## Textauszug

● ● ● ● ● ● ●

Seit den 1980er Jahren werden bei der Gewährung von Menschenrechten zunehmend Benachteiligungen bei Menschen mit Behinderung entdeckt und geändert. Zwei wichtige Dokumente wurden in dieser Zeit verabschiedet – 1982 das „Weltaktionsprogramm für Behinderte“ und 1993 die „Rahmenbedingungen für die Herstellung von Chancengleichheit für Behinderte“. Gerade die Chancengleichheit gilt als großer Meilenstein. Durch die selbstbestimmte Teilhabe von Menschen mit Behinderung wurden die Menschenrechte auf die Erfahrung von Behinderung zugeschnitten.

Das menschenrechtliche Modell begreift Behinderung nicht mehr als medizinisch gegeben, sondern als hauptsächlich sozial konstruiertes Modell nach dem Grundsatz „Ich bin nicht behindert, sondern ich werde behindert" (siehe auch: Soziales Modell). Barrieren sind kein Schicksal, sondern ausschließende Mechanismen, die von einer Dominanzkultur bzw. Mehrheitsgesellschaft oder einer Gesellschaft von Nicht-Beeinträchtigten eingeführt wurden.

● ● ● ● ● ● ●

Gespeicherte Dateneinträge
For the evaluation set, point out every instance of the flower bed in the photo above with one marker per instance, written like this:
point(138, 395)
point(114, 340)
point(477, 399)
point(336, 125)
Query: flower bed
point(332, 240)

● ● ● ● ● ● ●

## Arbeitsauftrag
Schreiben Sie den Textauszug über das menschenrechtliche Modell von Behinderung vollständig und wortgetreu ab.

## Richtige Antwort
Seit den 1980er Jahren werden bei der Gewährung von Menschenrechten zunehmend Benachteiligungen bei Menschen mit Behinderung entdeckt und geändert. Zwei wichtige Dokumente wurden in dieser Zeit verabschiedet – 1982 das „Weltaktionsprogramm für Behinderte“ und 1993 die „Rahmenbedingungen für die Herstellung von Chancengleichheit für Behinderte“. Gerade die Chancengleichheit gilt als großer Meilenstein. Durch die selbstbestimmte Teilhabe von Menschen mit Behinderung wurden die Menschenrechte auf die Erfahrung von Behinderung zugeschnitten.

Das menschenrechtliche Modell begreift Behinderung nicht mehr als medizinisch gegeben, sondern als hauptsächlich sozial konstruiertes Modell nach dem Grundsatz „Ich bin nicht behindert, sondern ich werde behindert" (siehe auch: Soziales Modell). Barrieren sind kein Schicksal, sondern ausschließende Mechanismen, die von einer Dominanzkultur bzw. Mehrheitsgesellschaft oder einer Gesellschaft von Nicht-Beeinträchtigten eingeführt wurden.